Given exercise: Write out all of the data without omission, exactly as shown.

-- begin Data provided --

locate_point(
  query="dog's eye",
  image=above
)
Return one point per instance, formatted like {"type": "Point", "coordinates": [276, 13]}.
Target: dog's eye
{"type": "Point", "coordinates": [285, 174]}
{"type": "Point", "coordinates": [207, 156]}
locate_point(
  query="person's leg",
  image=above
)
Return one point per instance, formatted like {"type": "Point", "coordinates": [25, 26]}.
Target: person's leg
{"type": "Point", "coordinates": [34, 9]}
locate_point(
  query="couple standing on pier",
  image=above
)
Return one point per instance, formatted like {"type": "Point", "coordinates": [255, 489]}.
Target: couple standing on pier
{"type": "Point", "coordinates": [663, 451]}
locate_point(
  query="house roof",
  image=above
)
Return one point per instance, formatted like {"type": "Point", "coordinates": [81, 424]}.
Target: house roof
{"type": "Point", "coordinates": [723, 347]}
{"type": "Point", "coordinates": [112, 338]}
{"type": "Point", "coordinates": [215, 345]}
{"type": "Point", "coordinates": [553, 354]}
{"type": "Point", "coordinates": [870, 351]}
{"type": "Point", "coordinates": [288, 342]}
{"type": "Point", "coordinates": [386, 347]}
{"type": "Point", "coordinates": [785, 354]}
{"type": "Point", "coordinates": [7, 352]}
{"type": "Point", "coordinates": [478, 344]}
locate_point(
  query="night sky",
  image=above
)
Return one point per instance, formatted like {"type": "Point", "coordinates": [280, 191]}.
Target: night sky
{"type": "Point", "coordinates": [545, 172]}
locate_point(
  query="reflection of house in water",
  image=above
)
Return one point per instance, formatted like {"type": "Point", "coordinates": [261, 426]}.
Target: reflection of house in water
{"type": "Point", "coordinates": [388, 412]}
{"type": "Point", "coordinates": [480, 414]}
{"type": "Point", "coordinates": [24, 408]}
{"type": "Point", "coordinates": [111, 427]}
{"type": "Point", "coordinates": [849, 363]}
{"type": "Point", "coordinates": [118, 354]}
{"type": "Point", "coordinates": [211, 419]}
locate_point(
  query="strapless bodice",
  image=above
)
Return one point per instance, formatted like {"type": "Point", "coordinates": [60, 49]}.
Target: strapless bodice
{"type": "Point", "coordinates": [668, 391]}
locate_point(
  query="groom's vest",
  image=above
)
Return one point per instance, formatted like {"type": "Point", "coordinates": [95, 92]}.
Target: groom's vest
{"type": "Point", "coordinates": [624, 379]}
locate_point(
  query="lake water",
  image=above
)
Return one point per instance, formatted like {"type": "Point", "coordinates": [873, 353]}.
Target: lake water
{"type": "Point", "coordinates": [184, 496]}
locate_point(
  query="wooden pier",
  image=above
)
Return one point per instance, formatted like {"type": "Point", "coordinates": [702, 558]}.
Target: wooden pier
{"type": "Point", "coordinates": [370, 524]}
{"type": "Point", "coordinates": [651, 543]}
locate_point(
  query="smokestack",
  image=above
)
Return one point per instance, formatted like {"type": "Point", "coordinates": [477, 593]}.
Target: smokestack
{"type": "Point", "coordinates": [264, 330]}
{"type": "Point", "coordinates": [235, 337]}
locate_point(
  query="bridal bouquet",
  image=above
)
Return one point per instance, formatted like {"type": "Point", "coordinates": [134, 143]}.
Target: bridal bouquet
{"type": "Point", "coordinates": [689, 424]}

-- end Data provided --

Task solution:
locate_point(
  query="dog's eye",
  image=above
)
Return one point per instance, formatted like {"type": "Point", "coordinates": [276, 13]}.
Target: dog's eye
{"type": "Point", "coordinates": [285, 174]}
{"type": "Point", "coordinates": [207, 156]}
locate_point(
  query="person's leg",
  image=above
)
Return one point per instance, formatted like {"type": "Point", "coordinates": [25, 26]}.
Target: person's leg
{"type": "Point", "coordinates": [34, 9]}
locate_point(
  query="couple standing on pier",
  image=above
)
Return one point per instance, formatted like {"type": "Point", "coordinates": [255, 489]}.
Target: couple standing on pier
{"type": "Point", "coordinates": [663, 451]}
locate_point(
  query="house roof",
  image=above
)
Return one point per instance, formatted like {"type": "Point", "coordinates": [81, 424]}.
Target: house roof
{"type": "Point", "coordinates": [723, 347]}
{"type": "Point", "coordinates": [112, 338]}
{"type": "Point", "coordinates": [215, 345]}
{"type": "Point", "coordinates": [553, 354]}
{"type": "Point", "coordinates": [870, 351]}
{"type": "Point", "coordinates": [288, 342]}
{"type": "Point", "coordinates": [386, 347]}
{"type": "Point", "coordinates": [785, 354]}
{"type": "Point", "coordinates": [7, 352]}
{"type": "Point", "coordinates": [478, 344]}
locate_point(
  query="night sky",
  image=above
)
Return one point per instance, formatted like {"type": "Point", "coordinates": [280, 191]}.
Target: night sky
{"type": "Point", "coordinates": [545, 172]}
locate_point(
  query="reflection of house in water",
  image=above
)
Return one point per instance, formatted like {"type": "Point", "coordinates": [261, 426]}.
Target: reflection of house in water
{"type": "Point", "coordinates": [388, 412]}
{"type": "Point", "coordinates": [480, 414]}
{"type": "Point", "coordinates": [24, 408]}
{"type": "Point", "coordinates": [111, 427]}
{"type": "Point", "coordinates": [849, 363]}
{"type": "Point", "coordinates": [118, 354]}
{"type": "Point", "coordinates": [211, 419]}
locate_point(
  query="strapless bodice",
  image=above
)
Return one point per instance, formatted like {"type": "Point", "coordinates": [60, 49]}.
Target: strapless bodice
{"type": "Point", "coordinates": [668, 391]}
locate_point(
  query="groom's vest",
  image=above
)
Return one point per instance, formatted like {"type": "Point", "coordinates": [95, 92]}.
Target: groom's vest
{"type": "Point", "coordinates": [624, 379]}
locate_point(
  query="lake water",
  image=above
)
Return one point per instance, formatted like {"type": "Point", "coordinates": [873, 353]}.
Target: lake water
{"type": "Point", "coordinates": [184, 496]}
locate_point(
  query="wooden pier",
  image=above
)
Return one point per instance, formatted like {"type": "Point", "coordinates": [702, 558]}.
Target: wooden pier
{"type": "Point", "coordinates": [370, 524]}
{"type": "Point", "coordinates": [651, 543]}
locate_point(
  query="smokestack",
  image=above
)
Return one point per instance, formatted like {"type": "Point", "coordinates": [477, 593]}.
Target: smokestack
{"type": "Point", "coordinates": [264, 330]}
{"type": "Point", "coordinates": [235, 337]}
locate_point(
  query="bridal bouquet",
  image=above
)
Return one point per instance, formatted like {"type": "Point", "coordinates": [134, 143]}.
Target: bridal bouquet
{"type": "Point", "coordinates": [689, 424]}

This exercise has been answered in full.